## Description of the task
Take the line containing "Expected: one point per instance of the dark" and all lines after it to the end of the records, and output them exactly.

(Referring expression pointing data)
╔══

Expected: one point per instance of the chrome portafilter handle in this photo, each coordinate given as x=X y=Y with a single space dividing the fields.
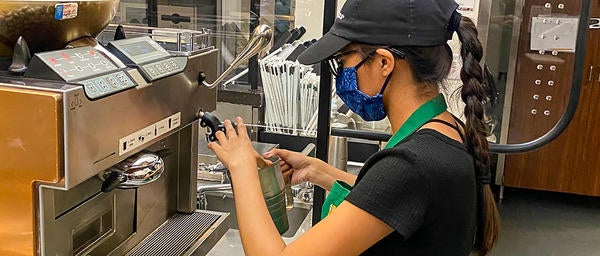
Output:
x=259 y=40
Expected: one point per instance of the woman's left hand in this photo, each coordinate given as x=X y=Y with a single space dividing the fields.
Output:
x=235 y=149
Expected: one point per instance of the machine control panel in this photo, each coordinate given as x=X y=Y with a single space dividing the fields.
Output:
x=153 y=61
x=100 y=86
x=77 y=63
x=83 y=65
x=167 y=67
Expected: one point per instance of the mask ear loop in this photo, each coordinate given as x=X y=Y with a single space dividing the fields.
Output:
x=364 y=60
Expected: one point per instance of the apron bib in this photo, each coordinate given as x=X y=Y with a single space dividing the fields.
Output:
x=422 y=115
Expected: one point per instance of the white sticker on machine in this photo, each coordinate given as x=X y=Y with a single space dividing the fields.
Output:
x=149 y=133
x=65 y=11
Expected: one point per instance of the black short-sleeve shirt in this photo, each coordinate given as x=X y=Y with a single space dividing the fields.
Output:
x=424 y=188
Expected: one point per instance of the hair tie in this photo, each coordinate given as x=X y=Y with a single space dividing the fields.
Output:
x=454 y=21
x=485 y=179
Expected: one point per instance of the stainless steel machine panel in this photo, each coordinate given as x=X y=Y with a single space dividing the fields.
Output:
x=91 y=131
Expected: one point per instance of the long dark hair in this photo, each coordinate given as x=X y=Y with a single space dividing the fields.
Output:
x=430 y=66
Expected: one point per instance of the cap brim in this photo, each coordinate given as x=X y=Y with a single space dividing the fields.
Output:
x=328 y=45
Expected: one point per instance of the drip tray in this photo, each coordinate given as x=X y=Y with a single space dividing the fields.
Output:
x=185 y=234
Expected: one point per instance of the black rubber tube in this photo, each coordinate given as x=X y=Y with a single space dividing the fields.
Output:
x=566 y=118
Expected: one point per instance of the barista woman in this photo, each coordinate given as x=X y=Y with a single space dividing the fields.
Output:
x=427 y=193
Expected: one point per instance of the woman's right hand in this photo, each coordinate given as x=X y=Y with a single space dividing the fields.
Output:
x=296 y=167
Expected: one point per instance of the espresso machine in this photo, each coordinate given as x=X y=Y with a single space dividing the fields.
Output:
x=98 y=143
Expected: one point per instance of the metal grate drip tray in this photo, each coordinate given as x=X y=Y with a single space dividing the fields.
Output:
x=180 y=235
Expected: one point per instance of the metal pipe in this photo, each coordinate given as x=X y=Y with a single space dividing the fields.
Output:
x=329 y=14
x=259 y=40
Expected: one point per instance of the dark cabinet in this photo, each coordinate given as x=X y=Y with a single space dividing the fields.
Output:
x=571 y=163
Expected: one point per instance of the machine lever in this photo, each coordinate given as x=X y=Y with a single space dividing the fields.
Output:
x=260 y=38
x=21 y=57
x=112 y=180
x=212 y=125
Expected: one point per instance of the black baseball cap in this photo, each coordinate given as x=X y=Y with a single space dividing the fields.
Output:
x=385 y=22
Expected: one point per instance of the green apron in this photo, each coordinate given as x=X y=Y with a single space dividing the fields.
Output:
x=422 y=115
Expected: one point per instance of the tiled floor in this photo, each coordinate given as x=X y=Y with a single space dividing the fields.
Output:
x=539 y=223
x=547 y=223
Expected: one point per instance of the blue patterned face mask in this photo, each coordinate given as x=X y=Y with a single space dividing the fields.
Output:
x=369 y=108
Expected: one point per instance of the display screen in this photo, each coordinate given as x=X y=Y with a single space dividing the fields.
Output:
x=138 y=48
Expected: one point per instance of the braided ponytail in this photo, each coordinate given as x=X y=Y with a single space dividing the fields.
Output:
x=473 y=94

╚══

## Answer box
Expected: one point per instance of the dark cabinet in this photo, each coordinate given as x=X y=Y with a single space dividing the fields.
Output:
x=571 y=163
Expected: one point per instance of the machine lever in this photo, each coordinate given as x=X y=Y with a single space dividing the fields.
Output:
x=260 y=38
x=21 y=57
x=112 y=180
x=212 y=125
Expected: one point per instance of the black baseball cap in this photo, each coordinate given as x=X y=Y with a single space dividing the fields.
Output:
x=385 y=22
Expected: one point per instance of the green apron in this photo, each coordinate given as x=X y=Y with a single space dividing the fields.
Output:
x=422 y=115
Expected: one point per instance of the tiled floor in this photo, each coordinate given as x=X y=Y with a single space dividing the fields.
Output:
x=539 y=223
x=547 y=223
Expected: one point per instance of the blue patterned face mask in this photo, each coordinate given as x=X y=Y with a single space dividing the fields.
Output:
x=369 y=108
Expected: one point per instance of the display screen in this photo, each coordinate given as x=X y=Y with a single space dividing the fields.
Output:
x=138 y=48
Expected: one point per instance of the braided ponytail in this photo, each coordinate given as x=X y=Y with a single space dividing the fields.
Output:
x=473 y=94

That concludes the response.